▶ GIVEN PROBLEM: Please rewrite the material from its start through the line containing "POLYGON ((191 99, 137", renaming "green vegetation" to "plant cover" and keeping everything else the same. Return only those lines, without the pictures.

▶ MATERIAL FOR THIS EXERCISE:
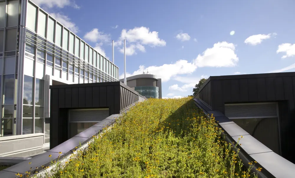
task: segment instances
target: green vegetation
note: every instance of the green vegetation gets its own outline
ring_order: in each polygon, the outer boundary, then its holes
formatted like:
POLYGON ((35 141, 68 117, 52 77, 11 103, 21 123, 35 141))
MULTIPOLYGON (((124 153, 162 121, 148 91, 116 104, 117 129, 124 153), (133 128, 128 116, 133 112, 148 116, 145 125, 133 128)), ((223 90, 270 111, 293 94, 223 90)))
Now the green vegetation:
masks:
POLYGON ((191 99, 137 104, 51 178, 257 177, 191 99))

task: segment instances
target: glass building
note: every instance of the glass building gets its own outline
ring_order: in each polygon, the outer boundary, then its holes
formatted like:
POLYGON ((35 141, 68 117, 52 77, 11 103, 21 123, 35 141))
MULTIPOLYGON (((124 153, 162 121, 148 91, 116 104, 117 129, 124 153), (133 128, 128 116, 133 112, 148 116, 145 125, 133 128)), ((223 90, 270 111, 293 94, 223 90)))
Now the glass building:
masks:
POLYGON ((147 98, 159 98, 159 87, 158 86, 135 86, 134 90, 147 98))
POLYGON ((28 0, 0 0, 0 136, 45 133, 49 86, 118 81, 119 68, 28 0))

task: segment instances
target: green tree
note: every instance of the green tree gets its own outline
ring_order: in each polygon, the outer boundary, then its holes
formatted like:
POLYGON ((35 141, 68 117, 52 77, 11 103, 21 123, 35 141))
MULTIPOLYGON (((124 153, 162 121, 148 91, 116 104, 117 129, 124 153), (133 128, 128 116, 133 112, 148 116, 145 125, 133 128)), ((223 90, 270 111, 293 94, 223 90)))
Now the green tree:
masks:
POLYGON ((202 79, 199 81, 199 83, 196 84, 196 85, 195 85, 195 88, 193 89, 193 92, 194 93, 193 95, 194 96, 196 96, 196 95, 197 94, 198 92, 199 91, 199 90, 200 89, 201 87, 205 83, 206 80, 207 80, 207 79, 202 79))

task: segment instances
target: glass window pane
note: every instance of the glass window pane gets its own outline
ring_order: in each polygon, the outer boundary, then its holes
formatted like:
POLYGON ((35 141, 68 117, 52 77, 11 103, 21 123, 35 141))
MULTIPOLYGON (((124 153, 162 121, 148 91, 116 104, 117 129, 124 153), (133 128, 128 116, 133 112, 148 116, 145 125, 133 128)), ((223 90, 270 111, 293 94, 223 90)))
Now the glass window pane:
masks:
POLYGON ((80 55, 81 55, 80 58, 83 60, 84 60, 84 45, 85 45, 85 43, 81 41, 81 46, 80 47, 81 48, 81 50, 80 50, 80 55))
POLYGON ((34 76, 34 61, 24 58, 24 74, 29 76, 34 76))
POLYGON ((6 30, 5 51, 15 51, 17 48, 17 29, 6 30))
POLYGON ((34 78, 25 75, 24 76, 23 104, 32 105, 34 78))
POLYGON ((37 8, 30 2, 28 3, 27 10, 27 27, 34 32, 36 31, 36 16, 37 8))
POLYGON ((47 26, 47 39, 54 42, 54 20, 49 17, 48 18, 48 25, 47 26))
POLYGON ((85 46, 85 61, 89 62, 88 60, 88 54, 89 53, 89 46, 87 45, 85 46))
POLYGON ((50 135, 50 118, 45 118, 45 143, 49 143, 50 135))
POLYGON ((5 9, 6 7, 6 2, 5 1, 0 2, 0 28, 4 28, 5 25, 5 14, 6 12, 5 9))
MULTIPOLYGON (((36 106, 36 107, 40 107, 36 106)), ((37 110, 35 109, 35 111, 37 110)), ((35 112, 36 111, 35 111, 35 112)), ((35 115, 36 114, 35 114, 35 115)), ((35 133, 43 133, 43 118, 36 118, 35 119, 35 133)))
POLYGON ((35 117, 43 117, 43 107, 42 106, 35 107, 35 117))
POLYGON ((93 55, 93 50, 91 48, 89 50, 89 63, 91 64, 93 63, 92 56, 93 55))
POLYGON ((61 46, 61 31, 63 27, 58 23, 56 24, 56 30, 55 31, 55 44, 61 46))
MULTIPOLYGON (((36 90, 35 93, 35 104, 36 105, 43 105, 44 94, 44 80, 36 79, 36 90)), ((42 113, 43 113, 43 112, 42 113)))
POLYGON ((69 51, 70 53, 74 54, 74 40, 75 39, 75 37, 72 33, 70 34, 70 47, 69 49, 69 51))
MULTIPOLYGON (((0 5, 1 5, 1 2, 0 2, 0 5)), ((1 11, 1 9, 0 9, 0 12, 1 11)), ((1 17, 0 15, 0 17, 1 17)), ((0 22, 0 25, 1 25, 1 22, 0 22)), ((0 30, 0 53, 3 52, 3 45, 4 43, 4 30, 0 30)))
MULTIPOLYGON (((30 107, 32 107, 32 106, 30 107)), ((32 111, 33 110, 32 110, 32 111)), ((22 119, 22 134, 33 133, 33 119, 22 119)))
POLYGON ((38 19, 38 34, 43 37, 45 37, 46 14, 41 11, 39 11, 38 19))
POLYGON ((77 56, 80 56, 79 55, 79 47, 80 46, 80 40, 79 39, 76 37, 76 40, 75 41, 75 54, 77 56))
POLYGON ((13 104, 14 93, 14 75, 4 76, 3 98, 4 104, 13 104))
MULTIPOLYGON (((6 106, 6 108, 8 106, 6 106)), ((0 132, 3 133, 2 136, 10 136, 13 135, 13 119, 3 119, 2 120, 2 128, 0 132)))
POLYGON ((68 45, 69 31, 65 29, 64 29, 63 35, 63 48, 67 50, 68 45))
POLYGON ((3 106, 2 110, 3 115, 2 116, 2 117, 3 117, 4 118, 13 118, 13 105, 3 106))
POLYGON ((19 6, 19 0, 8 2, 7 9, 7 24, 6 26, 14 27, 18 25, 19 6))

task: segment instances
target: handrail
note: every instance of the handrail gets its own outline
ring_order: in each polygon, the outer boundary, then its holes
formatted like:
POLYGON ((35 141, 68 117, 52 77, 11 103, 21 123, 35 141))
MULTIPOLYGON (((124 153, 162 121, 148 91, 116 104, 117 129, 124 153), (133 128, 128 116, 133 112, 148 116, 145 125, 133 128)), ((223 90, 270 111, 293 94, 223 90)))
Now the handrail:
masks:
POLYGON ((218 126, 224 131, 223 134, 224 134, 225 139, 228 143, 234 147, 232 142, 236 143, 238 140, 238 138, 243 135, 244 138, 240 141, 243 144, 238 145, 236 149, 240 149, 239 156, 245 166, 249 166, 248 163, 256 161, 258 163, 252 168, 252 170, 255 171, 258 166, 263 168, 261 172, 258 172, 258 177, 295 177, 293 171, 295 170, 295 164, 268 148, 219 111, 212 110, 199 99, 195 98, 194 99, 196 105, 208 117, 208 115, 213 114, 218 126), (243 139, 245 138, 246 139, 244 140, 244 141, 243 139), (264 151, 262 152, 262 150, 264 151))

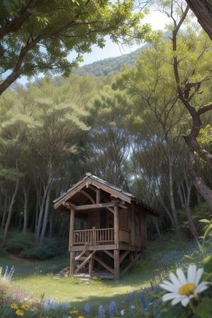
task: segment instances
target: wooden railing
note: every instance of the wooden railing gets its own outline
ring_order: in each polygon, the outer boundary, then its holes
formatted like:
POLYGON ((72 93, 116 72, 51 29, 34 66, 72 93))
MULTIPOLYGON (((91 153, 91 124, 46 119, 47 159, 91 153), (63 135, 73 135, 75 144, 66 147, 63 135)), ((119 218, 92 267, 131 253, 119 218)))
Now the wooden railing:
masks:
MULTIPOLYGON (((73 235, 73 243, 74 245, 85 245, 86 243, 95 245, 96 244, 111 244, 114 242, 114 228, 74 230, 73 235)), ((119 228, 119 241, 129 243, 130 231, 119 228)))

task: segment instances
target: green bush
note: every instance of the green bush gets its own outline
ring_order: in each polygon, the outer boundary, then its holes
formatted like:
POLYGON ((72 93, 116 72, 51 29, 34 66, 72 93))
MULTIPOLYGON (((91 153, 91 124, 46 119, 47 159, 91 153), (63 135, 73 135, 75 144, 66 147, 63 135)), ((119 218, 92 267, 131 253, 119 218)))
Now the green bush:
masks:
POLYGON ((33 245, 31 248, 23 249, 19 256, 25 259, 47 259, 61 254, 56 239, 45 237, 42 246, 33 245))
POLYGON ((18 254, 24 249, 33 248, 34 245, 33 233, 28 232, 23 234, 22 232, 13 230, 8 232, 5 249, 10 253, 18 254))

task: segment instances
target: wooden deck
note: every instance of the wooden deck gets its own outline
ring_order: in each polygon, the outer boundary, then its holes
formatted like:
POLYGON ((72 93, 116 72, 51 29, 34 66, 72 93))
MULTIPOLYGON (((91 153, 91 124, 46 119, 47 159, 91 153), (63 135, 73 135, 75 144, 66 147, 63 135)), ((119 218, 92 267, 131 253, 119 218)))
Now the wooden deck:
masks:
MULTIPOLYGON (((130 230, 119 228, 118 237, 118 242, 130 244, 130 230)), ((114 228, 73 230, 71 239, 75 246, 89 245, 95 247, 97 245, 117 243, 115 242, 114 228)))

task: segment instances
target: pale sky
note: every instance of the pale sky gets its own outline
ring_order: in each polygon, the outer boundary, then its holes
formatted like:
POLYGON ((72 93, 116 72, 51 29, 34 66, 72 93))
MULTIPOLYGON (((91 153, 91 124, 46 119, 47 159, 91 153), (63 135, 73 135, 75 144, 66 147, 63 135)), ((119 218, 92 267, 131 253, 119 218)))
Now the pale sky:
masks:
MULTIPOLYGON (((143 20, 143 23, 148 23, 152 25, 153 30, 163 30, 165 25, 170 23, 170 18, 158 11, 151 11, 143 20)), ((80 66, 90 64, 94 61, 100 61, 107 57, 119 57, 123 54, 131 53, 141 45, 134 45, 131 47, 122 47, 117 44, 113 43, 110 39, 107 40, 106 45, 103 49, 100 49, 96 45, 92 47, 92 52, 84 54, 84 61, 80 66)))
MULTIPOLYGON (((158 11, 151 11, 150 13, 143 20, 143 23, 151 23, 153 30, 163 30, 165 24, 170 23, 170 19, 167 18, 164 13, 158 11)), ((110 39, 107 40, 105 47, 103 49, 100 49, 96 45, 92 47, 92 52, 90 54, 85 54, 83 55, 83 62, 79 64, 82 66, 86 64, 90 64, 94 61, 100 61, 101 59, 107 59, 108 57, 115 57, 131 53, 141 45, 134 45, 131 47, 122 47, 117 44, 113 43, 110 39)), ((42 77, 40 74, 40 77, 42 77)), ((35 81, 35 78, 31 78, 31 82, 35 81)), ((21 76, 18 81, 23 85, 25 85, 29 81, 26 76, 21 76)))

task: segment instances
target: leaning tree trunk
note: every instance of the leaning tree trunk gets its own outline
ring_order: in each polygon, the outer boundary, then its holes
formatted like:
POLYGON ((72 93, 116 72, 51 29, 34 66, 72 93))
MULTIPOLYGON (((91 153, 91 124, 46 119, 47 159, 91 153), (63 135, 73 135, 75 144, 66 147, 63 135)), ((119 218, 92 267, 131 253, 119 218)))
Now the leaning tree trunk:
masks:
POLYGON ((8 227, 11 223, 11 216, 12 216, 12 211, 13 211, 13 205, 15 204, 15 201, 16 201, 16 194, 18 192, 18 186, 19 186, 19 183, 20 183, 20 179, 18 178, 16 179, 16 187, 12 196, 12 199, 11 201, 11 204, 10 204, 10 206, 8 208, 8 215, 7 215, 7 219, 6 221, 6 224, 5 224, 5 227, 4 227, 4 234, 3 234, 3 237, 2 237, 2 242, 1 244, 1 246, 4 246, 4 244, 6 241, 6 238, 7 236, 7 233, 8 233, 8 227))
POLYGON ((199 23, 212 40, 212 0, 186 0, 199 23))

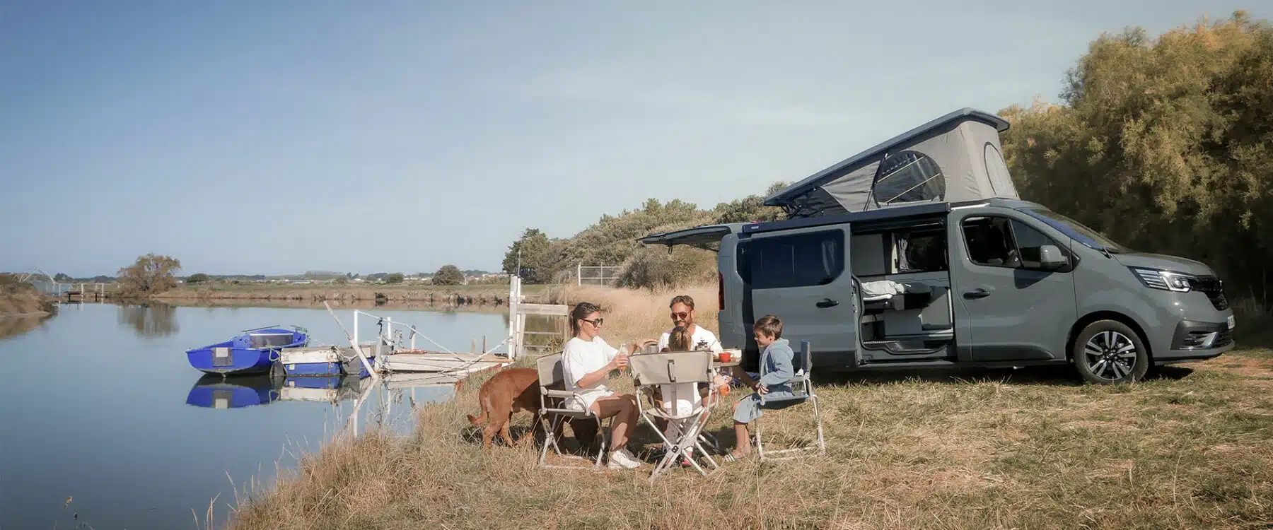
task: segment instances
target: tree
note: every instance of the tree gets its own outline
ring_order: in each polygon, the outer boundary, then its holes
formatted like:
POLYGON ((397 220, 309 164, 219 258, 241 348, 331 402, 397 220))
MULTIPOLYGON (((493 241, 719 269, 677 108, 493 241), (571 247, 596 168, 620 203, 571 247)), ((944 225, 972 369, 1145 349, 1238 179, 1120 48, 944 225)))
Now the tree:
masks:
POLYGON ((1230 295, 1273 296, 1273 28, 1242 13, 1150 38, 1105 34, 1062 104, 1009 107, 1022 198, 1115 241, 1212 264, 1230 295))
POLYGON ((522 281, 526 283, 547 282, 547 275, 551 275, 552 271, 551 266, 545 267, 550 245, 549 236, 540 231, 540 229, 526 229, 522 233, 522 238, 513 241, 508 252, 504 253, 504 272, 522 276, 522 281), (521 259, 518 259, 518 254, 521 254, 521 259), (530 271, 518 271, 518 262, 521 262, 523 269, 530 271), (523 272, 528 272, 528 275, 523 275, 523 272))
POLYGON ((754 194, 737 201, 722 202, 717 205, 715 210, 713 210, 717 215, 715 221, 719 224, 751 221, 766 222, 787 219, 787 212, 784 212, 783 208, 777 206, 765 206, 765 198, 778 193, 785 187, 785 182, 775 182, 769 186, 769 189, 766 189, 763 196, 754 194))
POLYGON ((463 282, 465 275, 456 266, 442 266, 438 272, 433 273, 433 285, 461 285, 463 282))
POLYGON ((120 292, 125 296, 149 296, 177 286, 176 272, 181 262, 167 255, 146 254, 136 263, 120 269, 120 292))

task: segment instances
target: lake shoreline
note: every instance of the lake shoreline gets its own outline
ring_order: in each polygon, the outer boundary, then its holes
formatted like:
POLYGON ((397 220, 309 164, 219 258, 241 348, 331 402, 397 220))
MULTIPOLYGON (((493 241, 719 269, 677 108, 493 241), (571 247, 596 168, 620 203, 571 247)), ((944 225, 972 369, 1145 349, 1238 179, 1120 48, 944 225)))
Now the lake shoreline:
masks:
MULTIPOLYGON (((552 286, 526 286, 528 299, 550 295, 552 286)), ((412 286, 412 285, 191 285, 150 296, 157 301, 178 300, 266 300, 332 302, 419 302, 428 305, 507 305, 505 285, 412 286)), ((531 300, 535 301, 535 300, 531 300)))

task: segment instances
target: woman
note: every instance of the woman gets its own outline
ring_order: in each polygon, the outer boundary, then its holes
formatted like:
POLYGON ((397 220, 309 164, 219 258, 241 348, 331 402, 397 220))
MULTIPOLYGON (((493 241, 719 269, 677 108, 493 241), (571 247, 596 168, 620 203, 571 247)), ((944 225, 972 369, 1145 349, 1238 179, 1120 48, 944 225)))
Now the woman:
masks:
POLYGON ((579 302, 570 311, 570 330, 574 338, 565 343, 561 352, 561 372, 565 376, 566 390, 578 398, 568 407, 577 411, 591 411, 610 423, 610 469, 636 469, 640 461, 628 450, 628 435, 636 426, 636 398, 631 394, 616 395, 610 391, 605 380, 611 371, 628 366, 628 356, 633 348, 620 352, 601 338, 601 310, 594 304, 579 302))

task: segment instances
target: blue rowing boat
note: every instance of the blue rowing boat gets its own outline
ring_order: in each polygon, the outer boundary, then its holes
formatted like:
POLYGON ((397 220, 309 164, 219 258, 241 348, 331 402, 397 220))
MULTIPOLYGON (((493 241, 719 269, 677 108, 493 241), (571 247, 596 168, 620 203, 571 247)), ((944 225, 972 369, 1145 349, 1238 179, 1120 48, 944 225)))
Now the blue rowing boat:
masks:
POLYGON ((187 350, 190 366, 206 374, 267 374, 283 348, 299 348, 309 343, 303 328, 257 328, 225 342, 187 350))

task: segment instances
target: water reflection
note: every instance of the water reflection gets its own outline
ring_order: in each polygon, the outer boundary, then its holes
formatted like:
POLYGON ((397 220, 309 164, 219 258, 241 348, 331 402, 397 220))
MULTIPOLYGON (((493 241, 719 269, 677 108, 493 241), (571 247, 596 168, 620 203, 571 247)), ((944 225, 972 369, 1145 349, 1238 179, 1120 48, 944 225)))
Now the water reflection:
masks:
POLYGON ((132 328, 144 338, 168 337, 181 330, 177 308, 162 302, 121 305, 120 325, 132 328))
POLYGON ((205 375, 186 397, 187 405, 205 408, 242 408, 267 405, 279 398, 269 375, 222 377, 205 375))

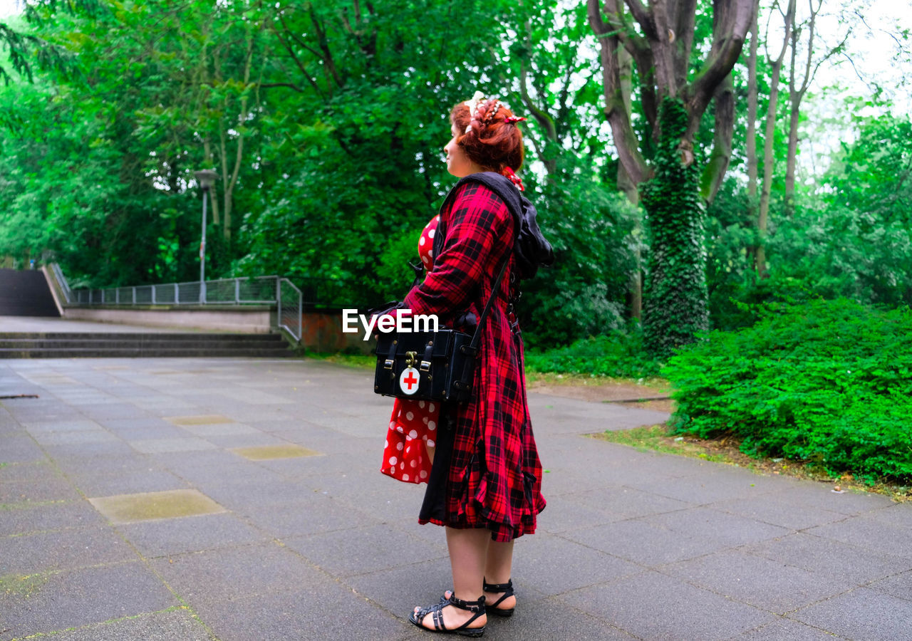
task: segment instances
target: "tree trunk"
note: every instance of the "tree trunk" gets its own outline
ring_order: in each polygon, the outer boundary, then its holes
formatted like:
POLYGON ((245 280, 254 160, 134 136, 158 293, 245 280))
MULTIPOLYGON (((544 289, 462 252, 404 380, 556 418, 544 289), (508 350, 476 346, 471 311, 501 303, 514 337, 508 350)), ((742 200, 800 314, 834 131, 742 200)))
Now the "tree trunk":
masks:
POLYGON ((772 169, 775 165, 775 159, 772 157, 772 140, 776 135, 776 109, 779 105, 779 78, 782 70, 782 62, 785 59, 785 51, 788 47, 790 35, 795 19, 795 0, 789 0, 789 5, 785 12, 785 36, 782 38, 782 48, 779 57, 770 59, 772 67, 772 78, 770 79, 770 100, 766 107, 766 129, 763 140, 763 184, 760 191, 760 212, 757 214, 757 253, 756 268, 757 276, 763 278, 766 275, 766 232, 769 226, 770 218, 770 192, 772 189, 772 169))
POLYGON ((707 202, 712 202, 722 186, 725 172, 731 160, 731 139, 735 125, 735 89, 729 74, 716 89, 715 131, 712 153, 700 180, 700 194, 707 202))
POLYGON ((757 198, 757 16, 751 24, 751 53, 747 58, 747 193, 751 209, 757 198))
POLYGON ((710 327, 706 214, 700 171, 690 161, 692 154, 683 153, 688 121, 683 102, 662 101, 655 176, 643 190, 649 239, 643 328, 647 349, 661 359, 710 327))
MULTIPOLYGON (((648 5, 642 0, 624 2, 638 30, 627 22, 619 0, 605 0, 604 16, 600 0, 587 0, 587 16, 601 45, 605 114, 618 159, 634 183, 646 182, 641 194, 648 213, 650 252, 643 326, 648 349, 664 358, 709 327, 705 212, 693 141, 713 98, 721 97, 720 116, 723 120, 729 118, 727 92, 720 86, 741 56, 757 0, 713 0, 712 46, 692 74, 697 0, 654 0, 648 5), (657 127, 649 132, 658 141, 651 166, 643 158, 624 104, 621 47, 637 60, 642 95, 662 98, 657 127), (651 64, 643 65, 641 60, 651 64), (693 80, 689 83, 688 78, 693 80)), ((725 147, 731 146, 731 133, 728 143, 725 139, 725 132, 720 132, 710 185, 720 184, 728 165, 731 150, 726 152, 725 147)), ((710 186, 708 191, 711 190, 710 186)))
POLYGON ((795 160, 798 155, 798 116, 801 99, 794 96, 789 100, 789 148, 785 163, 785 215, 793 218, 795 213, 795 160))
MULTIPOLYGON (((633 56, 627 49, 617 52, 620 66, 621 97, 624 99, 624 109, 629 114, 632 111, 633 98, 633 56)), ((624 165, 617 163, 617 188, 624 192, 633 205, 639 204, 639 190, 630 180, 624 165)), ((640 239, 643 237, 643 223, 637 217, 634 223, 633 236, 636 245, 633 251, 633 270, 630 272, 630 317, 643 317, 643 253, 640 250, 640 239)))

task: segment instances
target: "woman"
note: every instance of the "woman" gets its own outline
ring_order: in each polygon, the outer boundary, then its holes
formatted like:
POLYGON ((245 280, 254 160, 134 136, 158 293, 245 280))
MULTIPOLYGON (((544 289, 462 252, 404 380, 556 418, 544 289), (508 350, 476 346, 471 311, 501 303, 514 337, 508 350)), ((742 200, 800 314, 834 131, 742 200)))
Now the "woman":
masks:
MULTIPOLYGON (((492 171, 515 185, 503 181, 504 189, 522 190, 513 170, 523 163, 516 123, 524 119, 476 93, 453 108, 450 119, 452 140, 444 148, 450 173, 462 178, 492 171)), ((429 272, 402 307, 472 331, 472 323, 495 296, 482 328, 474 394, 444 407, 398 400, 382 470, 409 482, 426 481, 419 522, 446 528, 453 590, 436 605, 416 607, 409 619, 430 630, 480 636, 488 614, 513 612, 513 541, 535 531, 545 501, 513 314, 517 221, 494 190, 463 182, 422 233, 419 253, 429 272), (503 261, 507 271, 494 292, 503 261)))

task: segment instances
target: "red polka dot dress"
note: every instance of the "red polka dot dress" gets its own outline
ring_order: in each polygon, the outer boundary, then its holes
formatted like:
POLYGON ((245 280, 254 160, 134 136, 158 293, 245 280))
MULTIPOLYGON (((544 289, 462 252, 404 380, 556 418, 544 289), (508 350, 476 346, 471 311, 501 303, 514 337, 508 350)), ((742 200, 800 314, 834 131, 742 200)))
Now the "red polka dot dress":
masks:
MULTIPOLYGON (((440 216, 430 219, 418 241, 418 253, 428 271, 434 264, 438 222, 440 216)), ((428 448, 436 445, 440 416, 440 403, 397 398, 389 418, 380 471, 406 483, 427 482, 430 474, 428 448)))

▶ WORKED SOLUTION:
task: segment instances
target: plant cover
note: every instance of the plant cover gets its own outline
ring_order: in each polygon, the outer boundary, then its holes
formatted like:
POLYGON ((35 141, 68 117, 52 77, 11 103, 21 123, 35 141))
MULTIPOLYGON (((124 153, 162 121, 148 91, 116 104, 117 129, 124 153), (133 128, 128 116, 133 112, 148 116, 145 125, 133 128)), ((223 90, 270 111, 293 94, 223 90)))
Now the plant cover:
masks:
POLYGON ((191 99, 137 104, 51 178, 257 177, 191 99))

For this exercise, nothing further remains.